━━━ Data entries

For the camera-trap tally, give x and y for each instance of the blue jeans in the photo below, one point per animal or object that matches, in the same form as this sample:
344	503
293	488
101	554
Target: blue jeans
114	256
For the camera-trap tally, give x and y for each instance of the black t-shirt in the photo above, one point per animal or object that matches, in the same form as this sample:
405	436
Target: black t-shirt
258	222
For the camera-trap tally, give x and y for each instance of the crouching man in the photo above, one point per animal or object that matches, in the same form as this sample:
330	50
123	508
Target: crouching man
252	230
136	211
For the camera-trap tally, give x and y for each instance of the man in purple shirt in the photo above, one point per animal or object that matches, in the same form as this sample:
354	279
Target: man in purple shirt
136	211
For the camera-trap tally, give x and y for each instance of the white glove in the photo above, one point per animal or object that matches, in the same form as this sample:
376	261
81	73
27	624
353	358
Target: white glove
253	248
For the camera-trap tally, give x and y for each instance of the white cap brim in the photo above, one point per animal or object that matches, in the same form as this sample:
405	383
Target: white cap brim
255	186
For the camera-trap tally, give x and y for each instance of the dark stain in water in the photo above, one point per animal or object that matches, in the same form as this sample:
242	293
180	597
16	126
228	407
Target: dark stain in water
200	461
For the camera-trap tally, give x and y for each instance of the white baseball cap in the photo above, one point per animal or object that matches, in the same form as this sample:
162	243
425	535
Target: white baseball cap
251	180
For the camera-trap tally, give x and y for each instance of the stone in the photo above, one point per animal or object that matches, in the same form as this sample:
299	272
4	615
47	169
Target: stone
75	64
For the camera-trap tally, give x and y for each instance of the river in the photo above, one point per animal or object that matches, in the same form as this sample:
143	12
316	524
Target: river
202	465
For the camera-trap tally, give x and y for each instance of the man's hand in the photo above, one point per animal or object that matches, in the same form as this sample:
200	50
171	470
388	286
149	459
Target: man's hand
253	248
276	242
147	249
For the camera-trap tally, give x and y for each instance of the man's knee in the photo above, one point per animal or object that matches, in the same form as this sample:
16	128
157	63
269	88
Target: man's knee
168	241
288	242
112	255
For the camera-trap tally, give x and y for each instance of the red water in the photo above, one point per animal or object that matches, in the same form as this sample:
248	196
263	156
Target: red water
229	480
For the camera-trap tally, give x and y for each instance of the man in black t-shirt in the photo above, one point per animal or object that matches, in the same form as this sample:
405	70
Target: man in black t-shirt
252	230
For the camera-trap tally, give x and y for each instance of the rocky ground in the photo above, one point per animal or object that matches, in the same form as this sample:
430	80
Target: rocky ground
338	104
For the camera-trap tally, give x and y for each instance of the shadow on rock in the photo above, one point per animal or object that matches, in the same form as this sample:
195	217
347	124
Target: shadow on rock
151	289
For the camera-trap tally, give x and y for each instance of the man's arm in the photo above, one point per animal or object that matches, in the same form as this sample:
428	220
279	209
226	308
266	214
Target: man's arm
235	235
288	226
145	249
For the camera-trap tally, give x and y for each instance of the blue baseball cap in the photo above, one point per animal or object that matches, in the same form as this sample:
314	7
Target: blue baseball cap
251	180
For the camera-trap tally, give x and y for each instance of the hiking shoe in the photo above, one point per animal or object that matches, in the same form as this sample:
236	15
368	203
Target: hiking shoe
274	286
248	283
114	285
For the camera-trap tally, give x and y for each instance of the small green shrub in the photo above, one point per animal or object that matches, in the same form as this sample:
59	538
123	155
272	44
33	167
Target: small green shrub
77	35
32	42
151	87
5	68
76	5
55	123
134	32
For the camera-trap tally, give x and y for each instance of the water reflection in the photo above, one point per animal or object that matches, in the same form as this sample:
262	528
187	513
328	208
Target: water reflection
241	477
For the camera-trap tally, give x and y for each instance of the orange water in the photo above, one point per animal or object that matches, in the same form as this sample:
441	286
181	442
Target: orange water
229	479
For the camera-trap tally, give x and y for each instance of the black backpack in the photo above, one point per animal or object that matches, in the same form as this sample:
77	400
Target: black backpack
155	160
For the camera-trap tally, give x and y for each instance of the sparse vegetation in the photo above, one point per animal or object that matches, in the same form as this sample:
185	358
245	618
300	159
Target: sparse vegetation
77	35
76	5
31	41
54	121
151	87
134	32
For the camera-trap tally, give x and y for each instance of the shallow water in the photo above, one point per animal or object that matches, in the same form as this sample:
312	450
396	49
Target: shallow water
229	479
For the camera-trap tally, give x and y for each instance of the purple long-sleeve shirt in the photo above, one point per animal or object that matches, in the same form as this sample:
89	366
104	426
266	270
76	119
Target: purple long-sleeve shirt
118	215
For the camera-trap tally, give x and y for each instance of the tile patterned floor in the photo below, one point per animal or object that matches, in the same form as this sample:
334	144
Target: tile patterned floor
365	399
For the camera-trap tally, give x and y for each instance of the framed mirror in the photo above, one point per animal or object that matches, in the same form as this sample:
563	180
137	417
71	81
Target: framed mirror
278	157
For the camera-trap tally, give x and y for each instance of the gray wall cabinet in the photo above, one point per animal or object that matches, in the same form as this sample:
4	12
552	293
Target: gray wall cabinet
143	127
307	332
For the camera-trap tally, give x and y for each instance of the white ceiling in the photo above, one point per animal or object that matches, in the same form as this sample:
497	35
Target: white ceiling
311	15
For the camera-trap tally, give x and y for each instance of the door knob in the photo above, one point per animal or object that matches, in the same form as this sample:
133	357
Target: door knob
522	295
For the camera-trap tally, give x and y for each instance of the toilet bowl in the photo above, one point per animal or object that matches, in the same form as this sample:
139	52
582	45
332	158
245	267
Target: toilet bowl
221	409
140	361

━━━━━━

- [The task]: Print exactly the lines from the one with "of the door" through the end of the data, inclusive.

- [Complete answer]:
For the camera-trap tally, give x and y for each instance of the door knob in the photo above, one point per animal or object that matches, in the same form as this sample:
133	357
Target: door knob
522	295
For the camera-trap tally, give x and y for each instance of the toilet bowl in the photo above, one point per animal or object that matches, in the same form as this sample:
139	52
582	45
332	158
245	267
Target: toilet bowl
221	409
140	361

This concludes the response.